**Exercise set:**
**1.** Restate the text on summit policing from "This logic came" up to and including "around the world.", substituting "world leaders" for "heads of state".
**2.** Translate this sentence from the text on summit policing into Spanish: "The G8 summit was implemented from above."

The G8 summit was implemented from above. This explains its blanket security and the fact that costs were met without any estimates. This is why the financial costs were high. If political costs were estimated at all, they only concerned the "global role" of German politics. What had to be categorically avoided were political costs...The word summit means: to be able to act without any consideration for citizens.

This logic came to dominate summit policing from the moment that people started expressing their dislike of the decisions made by heads of state through mass demonstrations that are felt not only outside but also inside of the meeting rooms. This logic also dominated the Swiss government's policing strategy in January this year, at the annual World Economic Forum (WEF) in the ski resort of Davos, which accommodates several thousand politicians and industrialists from around the world.

Protests against the event took place on 19 January in the Swiss cities of Bern (500 people) and St. Gallen (150 people), with protesters arguing that the WEF is an undemocratic event where economic decisions are made by industry and governments that have disastrous consequences on billions of people world-wide. For instance, this year's opening speech was provided by the American secretary of state, Condoleeza Rice. This year's topics were climate change, terrorism and the global credit crunch [2].

**Material:**
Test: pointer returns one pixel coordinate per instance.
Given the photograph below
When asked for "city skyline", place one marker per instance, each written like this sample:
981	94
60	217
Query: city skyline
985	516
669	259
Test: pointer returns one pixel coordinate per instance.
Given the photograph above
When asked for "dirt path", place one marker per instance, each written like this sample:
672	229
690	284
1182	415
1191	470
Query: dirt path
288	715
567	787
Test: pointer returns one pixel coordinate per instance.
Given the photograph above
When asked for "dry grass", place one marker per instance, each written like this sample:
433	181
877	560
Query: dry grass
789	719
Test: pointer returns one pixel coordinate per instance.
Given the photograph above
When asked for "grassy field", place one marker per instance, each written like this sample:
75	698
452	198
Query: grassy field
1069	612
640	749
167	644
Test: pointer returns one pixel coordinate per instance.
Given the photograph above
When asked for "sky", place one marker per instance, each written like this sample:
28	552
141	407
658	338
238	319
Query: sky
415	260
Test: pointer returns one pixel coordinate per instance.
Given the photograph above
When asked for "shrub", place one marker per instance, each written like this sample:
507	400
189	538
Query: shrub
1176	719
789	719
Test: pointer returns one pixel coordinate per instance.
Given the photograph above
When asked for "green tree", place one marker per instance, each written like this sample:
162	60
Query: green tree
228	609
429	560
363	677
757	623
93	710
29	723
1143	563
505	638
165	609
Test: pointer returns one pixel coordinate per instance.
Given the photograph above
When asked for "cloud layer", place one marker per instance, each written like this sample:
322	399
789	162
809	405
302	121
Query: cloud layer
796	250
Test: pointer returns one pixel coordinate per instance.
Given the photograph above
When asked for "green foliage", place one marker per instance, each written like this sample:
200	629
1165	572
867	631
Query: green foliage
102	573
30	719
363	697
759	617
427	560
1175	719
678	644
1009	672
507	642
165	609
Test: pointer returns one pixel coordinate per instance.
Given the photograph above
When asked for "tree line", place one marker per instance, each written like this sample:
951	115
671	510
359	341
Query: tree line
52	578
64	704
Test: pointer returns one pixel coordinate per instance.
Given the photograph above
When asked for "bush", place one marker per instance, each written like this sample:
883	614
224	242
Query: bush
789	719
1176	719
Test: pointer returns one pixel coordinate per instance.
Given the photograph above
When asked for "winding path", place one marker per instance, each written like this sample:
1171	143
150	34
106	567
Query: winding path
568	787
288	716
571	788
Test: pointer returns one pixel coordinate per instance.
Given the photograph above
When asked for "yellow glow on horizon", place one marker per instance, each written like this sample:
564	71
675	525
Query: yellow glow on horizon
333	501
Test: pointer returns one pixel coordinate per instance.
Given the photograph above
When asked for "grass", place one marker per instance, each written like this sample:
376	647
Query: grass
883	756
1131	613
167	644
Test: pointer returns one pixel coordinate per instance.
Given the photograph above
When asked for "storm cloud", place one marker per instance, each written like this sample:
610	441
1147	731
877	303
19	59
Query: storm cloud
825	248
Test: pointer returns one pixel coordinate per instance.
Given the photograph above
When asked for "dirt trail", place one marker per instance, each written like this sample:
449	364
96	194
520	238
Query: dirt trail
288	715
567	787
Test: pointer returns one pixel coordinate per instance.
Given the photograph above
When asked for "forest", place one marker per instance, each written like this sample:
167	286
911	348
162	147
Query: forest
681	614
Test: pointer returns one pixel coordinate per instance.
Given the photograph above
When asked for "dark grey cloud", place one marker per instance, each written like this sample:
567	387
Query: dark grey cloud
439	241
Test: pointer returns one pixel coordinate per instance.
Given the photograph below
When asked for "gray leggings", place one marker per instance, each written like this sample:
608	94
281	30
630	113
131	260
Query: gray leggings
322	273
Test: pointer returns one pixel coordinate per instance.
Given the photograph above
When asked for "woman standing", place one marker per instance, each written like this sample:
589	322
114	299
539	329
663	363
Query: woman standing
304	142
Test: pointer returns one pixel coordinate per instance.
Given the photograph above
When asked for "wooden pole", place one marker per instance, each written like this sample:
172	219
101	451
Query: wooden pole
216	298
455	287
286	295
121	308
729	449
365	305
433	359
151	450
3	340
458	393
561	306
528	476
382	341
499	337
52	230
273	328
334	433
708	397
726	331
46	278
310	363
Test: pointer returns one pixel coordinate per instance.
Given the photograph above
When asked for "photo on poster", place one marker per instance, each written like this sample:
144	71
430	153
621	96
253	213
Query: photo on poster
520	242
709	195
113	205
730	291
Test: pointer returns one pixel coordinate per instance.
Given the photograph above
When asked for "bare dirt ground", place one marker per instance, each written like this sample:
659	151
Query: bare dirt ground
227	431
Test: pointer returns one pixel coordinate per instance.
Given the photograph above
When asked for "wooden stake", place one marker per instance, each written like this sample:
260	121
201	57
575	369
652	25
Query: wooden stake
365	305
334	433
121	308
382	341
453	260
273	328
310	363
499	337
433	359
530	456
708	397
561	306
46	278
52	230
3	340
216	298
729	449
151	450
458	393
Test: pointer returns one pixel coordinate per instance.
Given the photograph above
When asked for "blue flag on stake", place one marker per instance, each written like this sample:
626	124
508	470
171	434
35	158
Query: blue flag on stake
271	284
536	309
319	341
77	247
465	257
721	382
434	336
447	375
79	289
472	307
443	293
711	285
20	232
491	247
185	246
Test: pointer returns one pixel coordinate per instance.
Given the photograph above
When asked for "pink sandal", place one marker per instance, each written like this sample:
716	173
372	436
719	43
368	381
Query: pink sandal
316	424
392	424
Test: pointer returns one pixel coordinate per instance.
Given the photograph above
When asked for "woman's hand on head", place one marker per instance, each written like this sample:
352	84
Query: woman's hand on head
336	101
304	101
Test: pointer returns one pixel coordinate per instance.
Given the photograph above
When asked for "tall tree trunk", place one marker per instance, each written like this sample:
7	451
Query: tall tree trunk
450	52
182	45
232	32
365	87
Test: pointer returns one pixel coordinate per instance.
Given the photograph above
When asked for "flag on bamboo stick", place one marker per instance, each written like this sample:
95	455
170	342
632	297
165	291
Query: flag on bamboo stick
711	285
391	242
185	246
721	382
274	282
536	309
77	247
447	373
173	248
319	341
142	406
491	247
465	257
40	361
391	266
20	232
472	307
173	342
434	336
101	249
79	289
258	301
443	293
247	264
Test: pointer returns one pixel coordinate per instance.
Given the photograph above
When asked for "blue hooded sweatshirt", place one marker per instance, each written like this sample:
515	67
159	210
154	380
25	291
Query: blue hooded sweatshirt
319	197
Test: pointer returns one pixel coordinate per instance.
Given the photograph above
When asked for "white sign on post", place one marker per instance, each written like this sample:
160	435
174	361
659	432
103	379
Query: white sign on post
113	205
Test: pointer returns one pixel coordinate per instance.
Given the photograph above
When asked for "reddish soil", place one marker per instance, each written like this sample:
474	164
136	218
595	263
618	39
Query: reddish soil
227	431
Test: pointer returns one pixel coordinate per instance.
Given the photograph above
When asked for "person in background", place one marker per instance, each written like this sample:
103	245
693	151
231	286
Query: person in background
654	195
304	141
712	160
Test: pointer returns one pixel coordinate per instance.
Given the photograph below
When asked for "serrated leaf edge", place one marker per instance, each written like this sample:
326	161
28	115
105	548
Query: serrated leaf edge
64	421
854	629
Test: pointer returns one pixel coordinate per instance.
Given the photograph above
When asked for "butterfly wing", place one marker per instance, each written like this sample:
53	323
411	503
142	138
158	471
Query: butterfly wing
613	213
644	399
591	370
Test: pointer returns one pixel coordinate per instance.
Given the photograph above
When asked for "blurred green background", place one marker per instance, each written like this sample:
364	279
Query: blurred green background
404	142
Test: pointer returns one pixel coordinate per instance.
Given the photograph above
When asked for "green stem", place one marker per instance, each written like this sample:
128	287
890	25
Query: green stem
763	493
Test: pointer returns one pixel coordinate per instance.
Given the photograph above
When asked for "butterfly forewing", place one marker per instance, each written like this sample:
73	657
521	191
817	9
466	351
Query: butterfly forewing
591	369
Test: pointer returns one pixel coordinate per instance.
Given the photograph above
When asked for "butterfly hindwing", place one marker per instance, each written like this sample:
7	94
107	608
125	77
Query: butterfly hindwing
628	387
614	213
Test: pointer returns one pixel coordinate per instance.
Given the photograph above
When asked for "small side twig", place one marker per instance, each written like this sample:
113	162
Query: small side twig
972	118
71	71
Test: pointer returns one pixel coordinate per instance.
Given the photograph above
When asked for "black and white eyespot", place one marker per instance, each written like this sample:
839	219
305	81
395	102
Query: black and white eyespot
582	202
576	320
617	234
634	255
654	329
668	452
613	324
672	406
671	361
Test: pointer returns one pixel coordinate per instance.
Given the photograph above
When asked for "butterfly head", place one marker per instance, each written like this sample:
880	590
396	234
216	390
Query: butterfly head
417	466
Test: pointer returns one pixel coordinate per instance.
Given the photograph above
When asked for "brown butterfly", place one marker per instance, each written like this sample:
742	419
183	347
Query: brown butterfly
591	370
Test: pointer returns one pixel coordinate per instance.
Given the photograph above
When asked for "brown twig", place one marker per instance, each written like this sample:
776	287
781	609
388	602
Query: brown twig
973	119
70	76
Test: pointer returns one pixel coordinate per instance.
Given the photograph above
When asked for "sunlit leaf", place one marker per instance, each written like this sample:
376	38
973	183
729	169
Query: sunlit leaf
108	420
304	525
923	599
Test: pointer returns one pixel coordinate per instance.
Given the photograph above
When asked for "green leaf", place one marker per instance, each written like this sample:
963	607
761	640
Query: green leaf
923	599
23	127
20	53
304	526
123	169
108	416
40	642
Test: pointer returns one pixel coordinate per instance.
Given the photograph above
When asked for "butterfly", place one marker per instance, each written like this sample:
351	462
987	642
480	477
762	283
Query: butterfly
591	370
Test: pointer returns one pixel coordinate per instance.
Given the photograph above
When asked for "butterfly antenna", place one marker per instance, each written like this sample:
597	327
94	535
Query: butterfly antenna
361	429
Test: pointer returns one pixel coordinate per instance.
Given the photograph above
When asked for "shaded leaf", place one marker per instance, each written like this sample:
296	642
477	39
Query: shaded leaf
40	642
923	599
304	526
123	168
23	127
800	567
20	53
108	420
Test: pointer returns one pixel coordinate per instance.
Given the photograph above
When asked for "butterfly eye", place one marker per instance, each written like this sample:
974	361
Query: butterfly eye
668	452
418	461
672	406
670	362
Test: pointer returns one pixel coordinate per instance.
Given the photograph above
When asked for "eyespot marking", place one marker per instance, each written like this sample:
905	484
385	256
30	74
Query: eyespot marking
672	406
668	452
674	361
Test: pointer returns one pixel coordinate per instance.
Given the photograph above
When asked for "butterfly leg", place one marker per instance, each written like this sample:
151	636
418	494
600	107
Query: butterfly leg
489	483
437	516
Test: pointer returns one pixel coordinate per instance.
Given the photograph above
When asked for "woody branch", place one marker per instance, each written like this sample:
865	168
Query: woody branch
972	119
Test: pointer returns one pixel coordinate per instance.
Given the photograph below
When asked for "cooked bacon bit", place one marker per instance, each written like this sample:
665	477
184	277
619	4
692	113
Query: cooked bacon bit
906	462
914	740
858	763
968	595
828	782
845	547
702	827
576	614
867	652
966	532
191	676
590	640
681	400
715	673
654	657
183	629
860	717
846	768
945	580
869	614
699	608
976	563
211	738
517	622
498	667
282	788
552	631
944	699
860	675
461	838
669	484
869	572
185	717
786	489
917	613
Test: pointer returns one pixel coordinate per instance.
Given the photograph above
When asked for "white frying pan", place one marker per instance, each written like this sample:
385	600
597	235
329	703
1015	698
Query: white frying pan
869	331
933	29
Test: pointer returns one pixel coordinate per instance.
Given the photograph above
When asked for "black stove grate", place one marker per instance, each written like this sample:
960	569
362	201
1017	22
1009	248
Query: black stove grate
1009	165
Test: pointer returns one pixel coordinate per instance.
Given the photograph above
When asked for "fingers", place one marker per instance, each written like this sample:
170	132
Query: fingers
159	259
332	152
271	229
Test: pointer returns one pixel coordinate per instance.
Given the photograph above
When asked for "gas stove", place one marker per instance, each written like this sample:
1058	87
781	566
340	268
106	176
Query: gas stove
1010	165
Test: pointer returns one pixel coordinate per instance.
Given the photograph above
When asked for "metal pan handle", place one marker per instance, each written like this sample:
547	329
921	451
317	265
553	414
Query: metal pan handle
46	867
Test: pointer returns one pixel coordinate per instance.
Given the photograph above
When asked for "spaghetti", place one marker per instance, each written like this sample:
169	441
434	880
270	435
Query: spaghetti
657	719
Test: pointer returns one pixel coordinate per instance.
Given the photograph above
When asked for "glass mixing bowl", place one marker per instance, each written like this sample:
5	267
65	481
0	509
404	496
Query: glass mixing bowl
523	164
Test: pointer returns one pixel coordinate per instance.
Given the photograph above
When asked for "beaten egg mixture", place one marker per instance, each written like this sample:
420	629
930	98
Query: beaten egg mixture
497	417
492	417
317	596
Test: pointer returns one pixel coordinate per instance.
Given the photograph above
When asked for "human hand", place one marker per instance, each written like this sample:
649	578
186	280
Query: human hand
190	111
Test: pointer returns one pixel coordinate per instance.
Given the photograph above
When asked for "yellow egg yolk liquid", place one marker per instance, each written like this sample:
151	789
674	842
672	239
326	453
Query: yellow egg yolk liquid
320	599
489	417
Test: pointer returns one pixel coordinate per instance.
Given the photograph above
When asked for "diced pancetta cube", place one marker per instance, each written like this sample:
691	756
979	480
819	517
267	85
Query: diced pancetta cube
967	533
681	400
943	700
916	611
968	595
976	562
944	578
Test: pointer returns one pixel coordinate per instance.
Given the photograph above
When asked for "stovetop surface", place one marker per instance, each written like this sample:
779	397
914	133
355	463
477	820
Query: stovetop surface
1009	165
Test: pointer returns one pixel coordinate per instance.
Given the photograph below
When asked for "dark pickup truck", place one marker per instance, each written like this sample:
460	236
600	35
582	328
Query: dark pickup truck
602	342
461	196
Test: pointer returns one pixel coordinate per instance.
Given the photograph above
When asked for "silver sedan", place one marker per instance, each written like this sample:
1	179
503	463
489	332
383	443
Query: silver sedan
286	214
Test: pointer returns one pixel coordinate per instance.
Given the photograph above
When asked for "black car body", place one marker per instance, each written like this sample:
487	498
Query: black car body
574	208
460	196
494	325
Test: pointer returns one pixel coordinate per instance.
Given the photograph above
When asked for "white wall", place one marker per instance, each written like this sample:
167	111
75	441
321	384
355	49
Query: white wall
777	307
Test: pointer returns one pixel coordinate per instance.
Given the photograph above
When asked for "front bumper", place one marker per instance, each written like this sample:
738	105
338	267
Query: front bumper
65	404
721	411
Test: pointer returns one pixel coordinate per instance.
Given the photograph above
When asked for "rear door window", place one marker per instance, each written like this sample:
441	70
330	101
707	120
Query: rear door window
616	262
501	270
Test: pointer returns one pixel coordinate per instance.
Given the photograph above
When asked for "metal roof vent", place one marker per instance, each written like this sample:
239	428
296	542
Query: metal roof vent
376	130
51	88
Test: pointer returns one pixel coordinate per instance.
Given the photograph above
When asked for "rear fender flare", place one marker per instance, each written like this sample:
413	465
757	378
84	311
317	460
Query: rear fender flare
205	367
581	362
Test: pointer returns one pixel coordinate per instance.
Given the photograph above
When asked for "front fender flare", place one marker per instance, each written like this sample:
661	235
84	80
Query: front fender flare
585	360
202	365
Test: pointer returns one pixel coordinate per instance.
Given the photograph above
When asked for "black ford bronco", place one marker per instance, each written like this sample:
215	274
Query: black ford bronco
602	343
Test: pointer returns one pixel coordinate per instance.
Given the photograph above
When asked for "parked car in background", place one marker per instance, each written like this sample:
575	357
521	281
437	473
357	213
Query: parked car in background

**Solutions to the problems:**
**1.**
This logic came to dominate summit policing from the moment that people started expressing their dislike of the decisions made by world leaders through mass demonstrations that are felt not only outside but also inside of the meeting rooms. This logic also dominated the Swiss government's policing strategy in January this year, at the annual World Economic Forum (WEF) in the ski resort of Davos, which accommodates several thousand politicians and industrialists from around the world.

**2.** La cumbre del G8 se implementó desde arriba.